RECORDS PROVIDED:
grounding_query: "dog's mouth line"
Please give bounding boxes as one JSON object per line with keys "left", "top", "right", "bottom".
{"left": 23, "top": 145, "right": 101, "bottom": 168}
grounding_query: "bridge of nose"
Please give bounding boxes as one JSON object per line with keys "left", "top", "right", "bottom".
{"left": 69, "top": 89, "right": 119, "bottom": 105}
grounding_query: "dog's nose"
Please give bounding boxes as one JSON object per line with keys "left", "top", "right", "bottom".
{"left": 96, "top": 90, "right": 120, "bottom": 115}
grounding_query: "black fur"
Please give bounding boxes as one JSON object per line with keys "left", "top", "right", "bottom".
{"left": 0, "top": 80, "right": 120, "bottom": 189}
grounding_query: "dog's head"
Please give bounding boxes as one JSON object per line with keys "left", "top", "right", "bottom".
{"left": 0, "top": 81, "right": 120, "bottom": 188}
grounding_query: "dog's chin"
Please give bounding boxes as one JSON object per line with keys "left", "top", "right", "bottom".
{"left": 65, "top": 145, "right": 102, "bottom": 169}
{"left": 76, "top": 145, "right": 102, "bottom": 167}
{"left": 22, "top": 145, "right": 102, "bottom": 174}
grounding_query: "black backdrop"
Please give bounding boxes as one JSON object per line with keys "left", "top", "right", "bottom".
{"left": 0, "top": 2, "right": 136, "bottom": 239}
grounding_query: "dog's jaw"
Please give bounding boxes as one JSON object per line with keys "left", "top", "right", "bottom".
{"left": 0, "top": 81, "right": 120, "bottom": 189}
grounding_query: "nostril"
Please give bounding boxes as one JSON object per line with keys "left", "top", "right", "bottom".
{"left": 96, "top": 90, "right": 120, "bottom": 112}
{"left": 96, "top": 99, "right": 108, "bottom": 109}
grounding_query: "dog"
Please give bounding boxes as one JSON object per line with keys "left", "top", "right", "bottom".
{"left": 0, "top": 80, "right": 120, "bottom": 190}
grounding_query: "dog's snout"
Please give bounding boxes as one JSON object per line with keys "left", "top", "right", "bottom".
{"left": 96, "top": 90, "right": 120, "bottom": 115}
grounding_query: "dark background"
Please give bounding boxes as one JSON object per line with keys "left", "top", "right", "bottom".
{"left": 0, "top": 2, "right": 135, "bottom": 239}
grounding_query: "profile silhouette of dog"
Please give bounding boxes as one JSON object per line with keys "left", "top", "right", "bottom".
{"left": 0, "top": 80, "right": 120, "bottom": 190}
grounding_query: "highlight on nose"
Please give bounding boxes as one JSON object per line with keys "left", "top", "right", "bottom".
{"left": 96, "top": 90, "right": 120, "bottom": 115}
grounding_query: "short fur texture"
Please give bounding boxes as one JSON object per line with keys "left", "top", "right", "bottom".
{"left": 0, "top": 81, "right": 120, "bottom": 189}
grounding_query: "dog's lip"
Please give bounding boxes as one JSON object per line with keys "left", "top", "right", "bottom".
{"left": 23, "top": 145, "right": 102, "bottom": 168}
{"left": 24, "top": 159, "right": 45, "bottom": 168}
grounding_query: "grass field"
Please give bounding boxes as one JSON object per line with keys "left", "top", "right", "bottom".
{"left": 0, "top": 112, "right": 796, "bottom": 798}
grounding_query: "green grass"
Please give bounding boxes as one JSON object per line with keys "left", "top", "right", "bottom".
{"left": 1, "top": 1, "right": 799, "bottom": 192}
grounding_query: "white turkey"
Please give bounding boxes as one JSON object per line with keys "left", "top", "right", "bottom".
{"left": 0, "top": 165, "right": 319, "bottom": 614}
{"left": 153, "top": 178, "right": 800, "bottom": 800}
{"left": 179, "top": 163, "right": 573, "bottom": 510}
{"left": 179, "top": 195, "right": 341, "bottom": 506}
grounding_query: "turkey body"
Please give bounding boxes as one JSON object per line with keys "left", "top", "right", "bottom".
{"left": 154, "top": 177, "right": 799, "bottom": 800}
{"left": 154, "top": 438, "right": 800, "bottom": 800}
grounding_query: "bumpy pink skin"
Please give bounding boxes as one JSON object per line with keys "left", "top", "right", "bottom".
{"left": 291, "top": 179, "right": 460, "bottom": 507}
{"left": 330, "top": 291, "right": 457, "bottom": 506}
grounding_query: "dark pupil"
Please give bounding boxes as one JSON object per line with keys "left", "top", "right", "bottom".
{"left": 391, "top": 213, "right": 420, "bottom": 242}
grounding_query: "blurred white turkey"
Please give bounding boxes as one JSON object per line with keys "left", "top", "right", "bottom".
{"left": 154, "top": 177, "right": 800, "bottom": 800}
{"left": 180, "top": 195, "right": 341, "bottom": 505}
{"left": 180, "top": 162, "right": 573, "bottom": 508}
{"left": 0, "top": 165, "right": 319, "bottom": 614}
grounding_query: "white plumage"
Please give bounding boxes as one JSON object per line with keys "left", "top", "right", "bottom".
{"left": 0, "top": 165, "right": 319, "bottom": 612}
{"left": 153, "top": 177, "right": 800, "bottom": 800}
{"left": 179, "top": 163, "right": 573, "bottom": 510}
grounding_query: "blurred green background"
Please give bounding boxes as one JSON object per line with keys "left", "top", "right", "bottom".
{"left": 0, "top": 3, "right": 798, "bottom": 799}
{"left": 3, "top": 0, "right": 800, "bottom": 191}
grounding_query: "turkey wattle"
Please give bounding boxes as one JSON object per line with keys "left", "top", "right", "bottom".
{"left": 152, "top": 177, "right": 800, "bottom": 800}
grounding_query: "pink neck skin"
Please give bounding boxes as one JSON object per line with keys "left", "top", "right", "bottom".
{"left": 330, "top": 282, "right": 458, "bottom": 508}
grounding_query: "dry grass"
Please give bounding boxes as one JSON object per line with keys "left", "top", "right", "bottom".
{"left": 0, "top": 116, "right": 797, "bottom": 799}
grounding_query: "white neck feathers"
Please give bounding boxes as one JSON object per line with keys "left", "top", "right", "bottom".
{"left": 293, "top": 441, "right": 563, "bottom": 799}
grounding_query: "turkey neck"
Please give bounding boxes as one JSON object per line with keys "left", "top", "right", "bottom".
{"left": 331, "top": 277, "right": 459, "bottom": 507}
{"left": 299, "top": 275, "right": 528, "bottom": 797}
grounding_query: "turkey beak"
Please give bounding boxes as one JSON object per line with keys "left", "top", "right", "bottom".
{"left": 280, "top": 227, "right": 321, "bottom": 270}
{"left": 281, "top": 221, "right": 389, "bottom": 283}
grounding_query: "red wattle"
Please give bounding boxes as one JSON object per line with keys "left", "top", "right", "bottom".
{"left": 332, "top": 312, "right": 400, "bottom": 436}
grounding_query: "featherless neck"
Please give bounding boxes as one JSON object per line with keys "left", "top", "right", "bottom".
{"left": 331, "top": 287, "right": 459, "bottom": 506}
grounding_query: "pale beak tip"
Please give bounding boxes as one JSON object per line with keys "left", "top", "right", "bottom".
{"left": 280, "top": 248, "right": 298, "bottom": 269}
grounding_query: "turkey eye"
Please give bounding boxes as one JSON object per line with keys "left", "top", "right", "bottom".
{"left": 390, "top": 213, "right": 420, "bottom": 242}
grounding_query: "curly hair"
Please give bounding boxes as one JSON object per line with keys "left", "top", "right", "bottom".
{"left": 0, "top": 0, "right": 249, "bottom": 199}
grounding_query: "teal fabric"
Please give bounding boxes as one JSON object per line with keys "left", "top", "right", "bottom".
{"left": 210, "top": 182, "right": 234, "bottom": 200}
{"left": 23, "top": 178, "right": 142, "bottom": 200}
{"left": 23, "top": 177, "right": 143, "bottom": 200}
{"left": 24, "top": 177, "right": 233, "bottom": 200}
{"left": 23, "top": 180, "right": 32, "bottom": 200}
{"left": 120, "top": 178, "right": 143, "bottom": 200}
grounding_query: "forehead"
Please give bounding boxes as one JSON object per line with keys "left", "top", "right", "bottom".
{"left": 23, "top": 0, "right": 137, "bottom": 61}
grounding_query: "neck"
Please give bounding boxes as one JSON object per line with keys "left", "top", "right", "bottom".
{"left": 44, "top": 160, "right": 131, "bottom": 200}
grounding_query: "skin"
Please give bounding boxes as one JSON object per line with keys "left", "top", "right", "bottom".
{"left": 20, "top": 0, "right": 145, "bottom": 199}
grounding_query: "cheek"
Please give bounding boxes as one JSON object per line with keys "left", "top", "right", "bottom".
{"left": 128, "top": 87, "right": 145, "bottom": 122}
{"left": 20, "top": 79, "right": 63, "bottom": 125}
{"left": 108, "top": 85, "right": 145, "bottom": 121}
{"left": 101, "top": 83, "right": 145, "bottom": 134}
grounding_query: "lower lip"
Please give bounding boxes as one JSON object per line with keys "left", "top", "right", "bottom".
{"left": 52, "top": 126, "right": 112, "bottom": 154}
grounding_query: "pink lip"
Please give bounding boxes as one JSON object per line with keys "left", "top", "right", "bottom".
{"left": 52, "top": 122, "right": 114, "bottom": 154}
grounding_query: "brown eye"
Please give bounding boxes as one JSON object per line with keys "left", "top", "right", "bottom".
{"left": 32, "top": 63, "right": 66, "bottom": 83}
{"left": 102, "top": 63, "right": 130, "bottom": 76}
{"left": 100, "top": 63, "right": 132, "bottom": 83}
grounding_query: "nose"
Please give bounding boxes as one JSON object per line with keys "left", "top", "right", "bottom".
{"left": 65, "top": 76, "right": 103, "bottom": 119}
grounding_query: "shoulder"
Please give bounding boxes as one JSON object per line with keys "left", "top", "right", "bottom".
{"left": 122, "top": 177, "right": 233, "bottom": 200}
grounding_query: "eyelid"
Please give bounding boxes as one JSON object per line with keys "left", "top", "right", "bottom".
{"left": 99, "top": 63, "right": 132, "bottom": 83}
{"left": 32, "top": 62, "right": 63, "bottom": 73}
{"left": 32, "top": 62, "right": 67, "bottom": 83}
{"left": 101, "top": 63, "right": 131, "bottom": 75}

REQUIRED WORK: Go line by line through the material and count the lines holding the word "wattle". State only the total.

ANSWER SPACE: 2